> Problem Tanımı 1
Listede "Note: spot the river in" ifadesini içeren satırdan listenin sonuna kadar (her iki uç dahil) olan satırları talimatlarıyla birlikte yeniden yaz; talimatlara dokunmadan yalnızca yanıtlardaki nokta koordinatlarını 2,1 ile çarparak ölçeklendir ve yarımları yukarı olmak üzere tam sayıya yuvarla. Resimleri yanıta koyma.

> Verilen Metin

Yeni İşlerin Niteliği
Teknolojinin her ne kadar nicelik üzerinde büyük bir etkisi olacağı düşünülse de aslında teknolojik gelişmeler, işin niteliği üzerinde büyük etkiye sahiptir. Özellikle yeni dijital platformlarla beraber ortaya çıkan yeni işlerin güvencesiz olması işçi sınıfı için büyük bir önem taşımaktadır. Esnek çalışma adı altında sigortasız, izinsiz, uzun saatler çalışılan işler ortaya çıkmıştır. Parça başı iş anlayışı yeniden ortaya çıkmış, işçileri emeğini çok ucuza satmak zorunda bırakmıştır. Örneğin cep telefonları ve bilgisayarlarla işyerinde olsak da olmasak da 24 saat çalışabilir durumdayız. İşyerine gitmesek de çalışma, bu cihazlarla işyerlerinin dışına taşar ve patronlar işçinin boş zamanına da sızar, onu ele geçirmeye, kendi çıkarı doğrultusunda kullanmaya çalışır.

> Problem Tanımı 2
Yeni işlerin niteliğini ele alan metindeki "Esnek çalışma adı altında sigortasız, izinsiz, uzun saatler çalışılan işler ortaya çıkmıştır." cümlesini İngilizceye çevir.

> Kayıt Kümesi
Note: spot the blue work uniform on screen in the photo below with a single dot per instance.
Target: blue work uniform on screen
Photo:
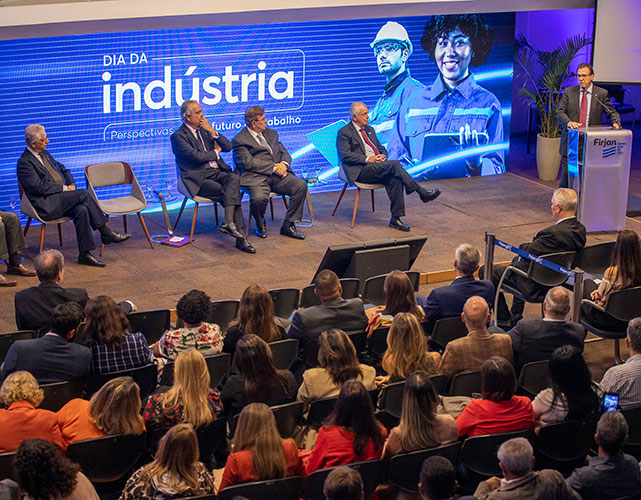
(441, 109)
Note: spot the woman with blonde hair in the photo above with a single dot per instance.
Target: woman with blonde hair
(114, 409)
(189, 400)
(338, 364)
(175, 471)
(22, 419)
(258, 452)
(406, 350)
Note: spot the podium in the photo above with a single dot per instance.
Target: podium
(599, 171)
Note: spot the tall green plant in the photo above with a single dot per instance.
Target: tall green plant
(542, 75)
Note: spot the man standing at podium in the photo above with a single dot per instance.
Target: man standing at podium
(582, 106)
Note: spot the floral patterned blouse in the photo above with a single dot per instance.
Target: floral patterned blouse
(206, 338)
(139, 489)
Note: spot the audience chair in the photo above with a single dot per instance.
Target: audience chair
(182, 189)
(117, 173)
(405, 469)
(285, 301)
(151, 323)
(28, 209)
(284, 353)
(533, 378)
(539, 274)
(6, 339)
(60, 393)
(564, 446)
(373, 287)
(622, 305)
(466, 383)
(222, 312)
(289, 488)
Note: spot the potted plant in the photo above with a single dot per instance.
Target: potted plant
(542, 75)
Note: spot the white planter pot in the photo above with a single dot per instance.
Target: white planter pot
(548, 158)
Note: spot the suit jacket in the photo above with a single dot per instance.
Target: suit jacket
(569, 110)
(49, 359)
(352, 151)
(40, 186)
(256, 162)
(191, 158)
(535, 339)
(34, 305)
(307, 324)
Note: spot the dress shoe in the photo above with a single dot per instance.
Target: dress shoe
(231, 230)
(291, 232)
(20, 271)
(244, 245)
(87, 259)
(428, 194)
(113, 237)
(397, 223)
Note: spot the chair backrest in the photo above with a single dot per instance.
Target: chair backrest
(289, 488)
(285, 301)
(222, 312)
(60, 393)
(284, 352)
(405, 469)
(151, 323)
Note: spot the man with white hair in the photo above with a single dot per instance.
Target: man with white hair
(516, 460)
(535, 339)
(52, 191)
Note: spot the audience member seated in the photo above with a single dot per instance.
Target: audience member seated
(113, 347)
(448, 301)
(499, 410)
(516, 460)
(420, 427)
(351, 433)
(333, 312)
(471, 351)
(53, 357)
(255, 379)
(338, 364)
(399, 297)
(175, 471)
(259, 452)
(611, 474)
(624, 272)
(113, 410)
(22, 420)
(255, 317)
(572, 394)
(406, 350)
(625, 380)
(534, 339)
(343, 483)
(45, 474)
(193, 308)
(190, 400)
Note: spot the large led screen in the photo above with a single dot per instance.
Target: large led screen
(116, 96)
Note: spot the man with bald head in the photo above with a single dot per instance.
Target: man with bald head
(469, 352)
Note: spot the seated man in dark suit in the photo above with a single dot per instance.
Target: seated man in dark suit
(535, 339)
(53, 357)
(365, 160)
(566, 235)
(52, 191)
(197, 148)
(265, 166)
(448, 301)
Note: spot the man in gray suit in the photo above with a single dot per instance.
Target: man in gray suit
(581, 106)
(265, 166)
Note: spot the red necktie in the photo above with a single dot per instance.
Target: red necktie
(368, 142)
(583, 116)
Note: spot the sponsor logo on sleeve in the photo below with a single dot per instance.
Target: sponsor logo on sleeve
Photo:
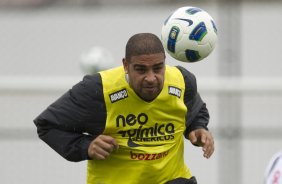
(118, 95)
(174, 91)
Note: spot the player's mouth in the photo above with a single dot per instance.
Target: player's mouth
(150, 89)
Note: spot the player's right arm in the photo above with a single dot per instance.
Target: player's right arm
(72, 122)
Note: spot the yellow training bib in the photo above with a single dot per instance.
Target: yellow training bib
(149, 134)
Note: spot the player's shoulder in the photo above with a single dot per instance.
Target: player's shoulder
(188, 76)
(91, 85)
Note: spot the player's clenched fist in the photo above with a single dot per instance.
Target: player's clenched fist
(203, 138)
(101, 147)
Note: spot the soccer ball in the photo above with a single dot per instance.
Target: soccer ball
(189, 34)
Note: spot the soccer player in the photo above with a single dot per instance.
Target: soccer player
(130, 122)
(273, 174)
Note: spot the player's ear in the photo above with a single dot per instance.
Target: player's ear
(125, 65)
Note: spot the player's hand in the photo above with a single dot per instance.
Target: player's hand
(203, 138)
(101, 147)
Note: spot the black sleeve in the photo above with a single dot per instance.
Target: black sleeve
(197, 115)
(74, 120)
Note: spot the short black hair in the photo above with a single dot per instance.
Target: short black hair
(143, 43)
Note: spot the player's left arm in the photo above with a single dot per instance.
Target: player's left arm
(197, 118)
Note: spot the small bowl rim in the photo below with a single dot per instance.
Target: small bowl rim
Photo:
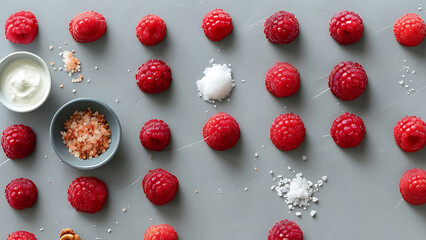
(46, 95)
(54, 145)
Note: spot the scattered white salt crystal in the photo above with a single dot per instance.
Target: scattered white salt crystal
(216, 84)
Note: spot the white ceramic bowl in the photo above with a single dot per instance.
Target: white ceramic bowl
(48, 81)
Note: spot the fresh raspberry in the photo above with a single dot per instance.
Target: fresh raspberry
(87, 194)
(409, 30)
(155, 135)
(154, 76)
(21, 27)
(348, 80)
(221, 131)
(410, 133)
(21, 193)
(217, 24)
(160, 186)
(282, 80)
(287, 131)
(151, 30)
(413, 186)
(347, 130)
(285, 230)
(87, 27)
(281, 28)
(346, 27)
(160, 232)
(21, 235)
(18, 141)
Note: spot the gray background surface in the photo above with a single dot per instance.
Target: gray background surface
(361, 199)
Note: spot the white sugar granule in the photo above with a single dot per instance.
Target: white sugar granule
(216, 84)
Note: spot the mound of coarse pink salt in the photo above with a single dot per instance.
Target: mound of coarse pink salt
(216, 84)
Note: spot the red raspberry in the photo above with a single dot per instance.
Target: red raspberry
(87, 194)
(285, 230)
(281, 28)
(413, 186)
(21, 27)
(87, 27)
(282, 80)
(348, 80)
(151, 30)
(409, 30)
(347, 130)
(287, 131)
(154, 76)
(21, 193)
(18, 141)
(160, 232)
(221, 131)
(410, 133)
(155, 135)
(346, 27)
(217, 24)
(21, 235)
(160, 186)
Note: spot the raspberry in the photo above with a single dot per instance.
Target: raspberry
(285, 230)
(347, 130)
(151, 30)
(154, 76)
(221, 131)
(217, 24)
(160, 232)
(348, 80)
(410, 133)
(18, 141)
(282, 80)
(155, 135)
(21, 193)
(21, 27)
(160, 186)
(346, 27)
(87, 194)
(409, 30)
(281, 28)
(87, 27)
(287, 131)
(413, 186)
(21, 235)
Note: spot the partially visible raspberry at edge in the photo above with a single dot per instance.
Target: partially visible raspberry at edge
(87, 27)
(285, 230)
(282, 80)
(151, 30)
(87, 194)
(154, 76)
(21, 27)
(160, 186)
(217, 24)
(346, 27)
(410, 133)
(221, 131)
(21, 193)
(160, 232)
(18, 141)
(281, 27)
(21, 235)
(347, 80)
(412, 186)
(409, 30)
(287, 131)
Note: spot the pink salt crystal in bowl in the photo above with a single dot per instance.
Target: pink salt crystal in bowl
(57, 126)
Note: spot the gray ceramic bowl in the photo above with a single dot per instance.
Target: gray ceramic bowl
(57, 125)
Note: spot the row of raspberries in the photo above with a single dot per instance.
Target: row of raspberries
(282, 27)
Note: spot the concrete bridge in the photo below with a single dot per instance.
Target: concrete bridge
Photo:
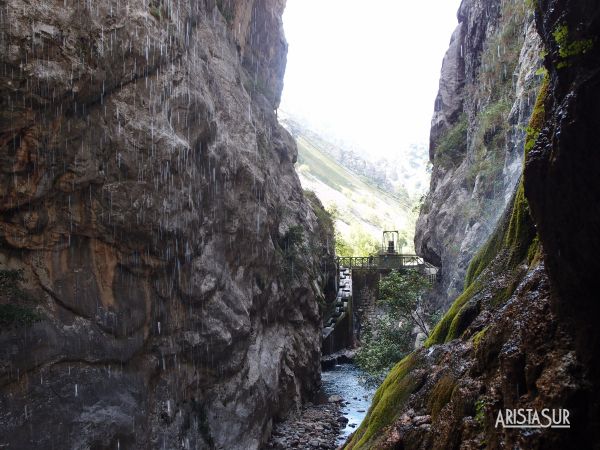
(341, 323)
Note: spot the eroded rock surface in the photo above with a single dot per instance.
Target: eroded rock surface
(148, 194)
(488, 85)
(523, 334)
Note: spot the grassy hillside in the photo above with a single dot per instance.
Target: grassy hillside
(360, 209)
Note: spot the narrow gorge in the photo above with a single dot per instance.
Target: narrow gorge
(165, 281)
(512, 220)
(161, 269)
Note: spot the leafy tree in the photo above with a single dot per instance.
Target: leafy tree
(402, 292)
(388, 338)
(384, 342)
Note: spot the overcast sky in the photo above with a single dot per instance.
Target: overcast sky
(367, 72)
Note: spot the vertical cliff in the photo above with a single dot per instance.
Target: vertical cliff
(160, 270)
(523, 333)
(487, 90)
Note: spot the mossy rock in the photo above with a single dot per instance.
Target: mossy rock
(477, 337)
(513, 241)
(463, 319)
(17, 316)
(441, 395)
(387, 403)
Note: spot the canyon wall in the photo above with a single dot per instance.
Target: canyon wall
(160, 269)
(523, 333)
(488, 85)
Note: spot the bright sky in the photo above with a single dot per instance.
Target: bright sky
(367, 72)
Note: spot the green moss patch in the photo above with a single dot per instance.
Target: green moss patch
(387, 403)
(16, 315)
(477, 337)
(440, 395)
(514, 239)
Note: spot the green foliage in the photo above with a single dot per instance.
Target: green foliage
(387, 403)
(383, 344)
(568, 48)
(440, 395)
(480, 411)
(477, 337)
(323, 216)
(17, 315)
(402, 293)
(359, 243)
(452, 145)
(10, 281)
(501, 53)
(342, 247)
(13, 314)
(514, 236)
(442, 329)
(290, 245)
(199, 410)
(226, 10)
(390, 338)
(157, 9)
(537, 117)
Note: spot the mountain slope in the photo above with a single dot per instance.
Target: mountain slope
(361, 209)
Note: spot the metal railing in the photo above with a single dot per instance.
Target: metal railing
(387, 262)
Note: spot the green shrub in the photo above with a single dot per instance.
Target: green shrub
(387, 402)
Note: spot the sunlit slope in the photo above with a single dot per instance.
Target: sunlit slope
(356, 203)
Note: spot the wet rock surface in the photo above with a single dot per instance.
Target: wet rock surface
(473, 179)
(316, 427)
(525, 335)
(148, 194)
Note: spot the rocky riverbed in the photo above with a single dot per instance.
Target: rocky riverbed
(316, 427)
(340, 408)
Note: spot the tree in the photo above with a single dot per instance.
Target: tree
(386, 339)
(384, 342)
(402, 292)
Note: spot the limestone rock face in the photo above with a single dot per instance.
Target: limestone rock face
(148, 194)
(523, 335)
(488, 81)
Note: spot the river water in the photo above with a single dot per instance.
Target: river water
(348, 381)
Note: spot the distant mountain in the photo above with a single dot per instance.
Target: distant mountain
(365, 197)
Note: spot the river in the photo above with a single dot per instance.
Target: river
(348, 381)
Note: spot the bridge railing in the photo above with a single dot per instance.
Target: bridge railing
(387, 262)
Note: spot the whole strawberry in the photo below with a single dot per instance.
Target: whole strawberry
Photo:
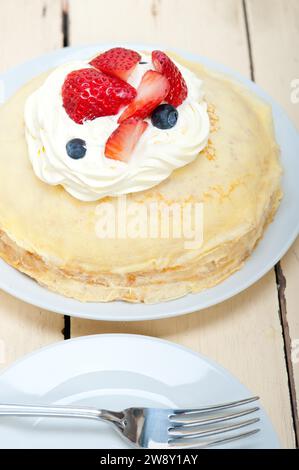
(88, 94)
(118, 62)
(178, 88)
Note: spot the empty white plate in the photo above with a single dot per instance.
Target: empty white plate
(113, 371)
(278, 237)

> Görev Yanıtı 1
Note: spot the river in the photo above with a single dot per instance.
Target: river
(731, 800)
Note: spot the bridge railing in the photo above with a single dot per instance.
Target: bridge railing
(813, 550)
Note: spot the whole strawberry in the photo below with a single dot per instance.
Target: whole strawberry
Photo:
(185, 197)
(248, 130)
(374, 185)
Note: spot the empty white plate in the photo above with a single dot per instance.
Target: empty white plate
(237, 779)
(584, 498)

> Görev Yanıtı 2
Under the name of flexible work, jobs have emerged in which people work long hours without insurance or leave.